**Text passage**
+++
CHARLES MODE


"DESTOBIO 2000"

August 23-27, 2000
West Lafayette, Indiana, USA


[Purdue logo]
Charles Mode
Department of Mathematics
Drexel University
Philadelphia, PA 19105
E-mail address: cmode@mcs.drexel.edu
Fax number: (215) 895-1582

"An Overview on Synthesizing Stochastic and Deterministic Paradigms Using Computer Intensive Methods."

ABSTRACT: In recent years, the author and his associates have been working on classes of non-linear stochastic models that arise in modelling epidemics of infectious diseases. Particular attention has been paid to sexually transmitted diseases with stages such as HIV/AIDS. Like branching process, a basic ingredient of these stochastic systems has been models for the life cycles of individuals as well as life cycle models for couples in those cases where couple formation and dissolution are included in the formulation. The mathematical structures used in the construction of these life cycle models are semi-Markov processes.

Life cycle models for individuals and couples were used to construct a population process, which, in most cases studied, may be viewed as a Markov jump process in continuous time whose state space consists of vectors of non-negative integers of high dimension. Such multidimensional processes are notoriously difficult to analyze mathematically. But, fortunately, they may be approximated by a class of discrete time processes commonly referred to as chain multinomial models, which have been used to compute samples of Monte Carlo realizations of the population process.
+++
**Excerpted data**
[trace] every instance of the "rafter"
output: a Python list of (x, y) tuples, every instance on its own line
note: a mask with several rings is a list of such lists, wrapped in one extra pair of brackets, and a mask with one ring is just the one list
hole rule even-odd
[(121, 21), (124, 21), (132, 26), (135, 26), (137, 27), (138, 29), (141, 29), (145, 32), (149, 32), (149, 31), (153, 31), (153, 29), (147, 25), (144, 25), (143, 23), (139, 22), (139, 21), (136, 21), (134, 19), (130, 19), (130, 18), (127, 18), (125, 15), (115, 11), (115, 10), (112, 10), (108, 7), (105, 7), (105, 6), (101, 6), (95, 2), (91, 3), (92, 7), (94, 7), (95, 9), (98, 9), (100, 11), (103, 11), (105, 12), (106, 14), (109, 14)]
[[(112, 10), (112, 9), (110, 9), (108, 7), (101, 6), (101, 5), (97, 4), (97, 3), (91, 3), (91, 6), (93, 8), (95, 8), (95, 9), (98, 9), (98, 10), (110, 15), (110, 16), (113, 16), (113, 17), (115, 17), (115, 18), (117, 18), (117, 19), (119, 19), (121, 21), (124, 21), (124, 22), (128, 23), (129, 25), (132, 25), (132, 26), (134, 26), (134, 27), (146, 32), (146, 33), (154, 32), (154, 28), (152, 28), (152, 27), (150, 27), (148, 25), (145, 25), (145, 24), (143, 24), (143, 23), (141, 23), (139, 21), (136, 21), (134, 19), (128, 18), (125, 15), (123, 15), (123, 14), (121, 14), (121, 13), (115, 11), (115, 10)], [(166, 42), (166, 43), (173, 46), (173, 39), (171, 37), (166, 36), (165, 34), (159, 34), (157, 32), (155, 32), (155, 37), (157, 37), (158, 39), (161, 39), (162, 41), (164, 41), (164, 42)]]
+++
**Your task**
Extend the DESTOBIO 2000 abstract on stochastic and deterministic models of epidemics, starting right after its final sentence about chain multinomial models.

**Task result**
By operating on conditional expectations, given the past, in the population process, it is possible to embed non-linear difference equations in the stochastic process in such a way that the parameters of these deterministic systems are precisely those of the stochastic population process. By solving the non-linear difference equations numerically, it becomes possible to compare the trajectories of the embedded deterministic models with statistically summarized samples of Monte Carlo realizations of the process. Numerous examples have been observed in which the trajectories of the embedded deterministic model may diverge quite significantly from the trajectory of a mean of a Monte Carlo sample.

As an aid to understanding such divergences, it has been helpful to derive a systems of non-linear differential equations from the embedded non-linear difference equations by letting the length of each interval in the discrete time approximation go to zero. By using MAPLE to derive symbolic forms of the elements of the Jacobian matrices of these in these high dimensional systems, it has been relatively easy to write computer code to determine numerically whether these matrices are stable or not stable at some point in the parameter space. It has been found experimentally that such determinations can be useful indicators for understanding why the trajectories of the embedded deterministic and those of the population process may diverge significantly. Numerous computer generated graphs illustrating these divergences will be presented.